For armv7l-neon, clang-3.7 generates the following loop, working on 16 bytes at a time:

.LBB0_9:                                @ %vector.body
                                        @ =>This Inner Loop Header: Depth=1
        vld1.8  {d18, d19}, [r5]!
        subs.w  lr, lr, #16
        vceq.i8 q10, q9, q8
        vld1.8  {d22, d23}, [r4]
        vbsl    q10, q11, q9
        vst1.8  {d20, d21}, [r4]!
        bne     .LBB0_9

So, the code is not only more readable than assembly or intrinsics, it's also portable to multiple architectures and compilers. New architectures and instruction-set extensions can easily be utilized by recompilation.

With the Intel compiler 13.1.3.198, I had to mark the pointers `restrict` in order to get vectorization. Otherwise it complains about "vector dependency", rightfully so, I think (consider `dst == src+1`). So my recommendation would be to add the `restrict` modifier to the pointers to increase the chance for vectorization across platforms and compilers. — njuffa, Feb 23 '16 at 19:16
Some compilers may vectorize this without use of `restrict` if an "assume no aliasing" flag is specified (either explicitly on the command line, or implicitly as part of particular optimization levels). — njuffa, Feb 23 '16 at 21:21
@njuffa: Well, gcc simply does a check for overlap at runtime. It takes ~8 simple instructions (`lea`, `or`, `setcc`). You can get rid of them by making the pointers `restrict`, but why bother? — EOF, Feb 24 '16 at 01:09
That's a very good point, which I had overlooked despite being familiar with the technique. — njuffa, Feb 24 '16 at 03:00

Paul R · Answer 2 · 2016-02-23T17:41:03.910

Here is an example using SSE2 instrinsics to exploit the maskmovdqu instruction. The SIMD version seems to run at around 2x the speed of the original version on a Haswell CPU (code compiled with clang):

    #include <stdio.h>
    #include <string.h>
    #include <emmintrin.h>  // SSE2
    #include <sys/time.h>   // gettimeofday

    void copy_if_ref(const uint8_t* src, uint8_t* dest, size_t size, uint8_t ignore)

> **GIVEN INFORMATION**

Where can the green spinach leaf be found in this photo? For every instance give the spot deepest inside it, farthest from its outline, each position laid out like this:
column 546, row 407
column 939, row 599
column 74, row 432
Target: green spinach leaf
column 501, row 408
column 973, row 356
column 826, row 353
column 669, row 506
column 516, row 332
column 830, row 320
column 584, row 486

> **TASKS TO COMPLETE**
• 1. Reproduce the vectorization thread word for word, beginning at the words "#include <stdio.h>" and stopping after "size, uint8_t ignore)".
• 2. In the vectorization thread, which version of the Intel compiler needed the pointers marked `restrict` before it would vectorize?
Rely only on the vectorization thread for what comes next.

> **EXPECTED OUTPUTS**
• 1.
#include <stdio.h>
    #include <string.h>
    #include <emmintrin.h>  // SSE2
    #include <sys/time.h>   // gettimeofday

    void copy_if_ref(const uint8_t* src, uint8_t* dest, size_t size, uint8_t ignore)

• 2. Version 13.1.3.198.